Your instructions: Search the records below for "query" and copy every line it turns up in.

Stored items
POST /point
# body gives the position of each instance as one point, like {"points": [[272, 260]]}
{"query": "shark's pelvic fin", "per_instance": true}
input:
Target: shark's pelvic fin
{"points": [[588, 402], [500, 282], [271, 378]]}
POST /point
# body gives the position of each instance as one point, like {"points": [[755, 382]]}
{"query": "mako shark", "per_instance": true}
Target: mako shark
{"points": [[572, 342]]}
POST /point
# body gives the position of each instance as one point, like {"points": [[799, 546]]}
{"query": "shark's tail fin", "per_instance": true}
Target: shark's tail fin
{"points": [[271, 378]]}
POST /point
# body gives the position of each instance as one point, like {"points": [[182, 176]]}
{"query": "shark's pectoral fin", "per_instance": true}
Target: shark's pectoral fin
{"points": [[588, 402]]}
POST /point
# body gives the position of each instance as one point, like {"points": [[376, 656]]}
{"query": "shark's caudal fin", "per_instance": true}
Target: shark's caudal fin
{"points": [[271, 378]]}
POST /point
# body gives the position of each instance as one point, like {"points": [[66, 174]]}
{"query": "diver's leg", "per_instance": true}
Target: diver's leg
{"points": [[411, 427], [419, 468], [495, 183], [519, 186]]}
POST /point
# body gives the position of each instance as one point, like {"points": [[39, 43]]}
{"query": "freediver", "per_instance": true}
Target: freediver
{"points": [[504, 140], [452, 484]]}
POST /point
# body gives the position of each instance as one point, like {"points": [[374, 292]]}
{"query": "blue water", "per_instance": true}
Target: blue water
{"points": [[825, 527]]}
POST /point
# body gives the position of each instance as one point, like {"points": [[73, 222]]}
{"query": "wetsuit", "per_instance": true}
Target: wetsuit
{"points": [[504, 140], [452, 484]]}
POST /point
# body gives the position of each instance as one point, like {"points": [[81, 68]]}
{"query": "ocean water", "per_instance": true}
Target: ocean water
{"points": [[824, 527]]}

Expected answer:
{"query": "shark's pelvic fin", "per_instance": true}
{"query": "mako shark", "per_instance": true}
{"query": "shark's tail fin", "per_instance": true}
{"query": "shark's pectoral fin", "per_instance": true}
{"query": "shark's caudal fin", "per_instance": true}
{"query": "diver's leg", "per_instance": true}
{"query": "freediver", "per_instance": true}
{"query": "blue water", "per_instance": true}
{"query": "wetsuit", "per_instance": true}
{"query": "ocean water", "per_instance": true}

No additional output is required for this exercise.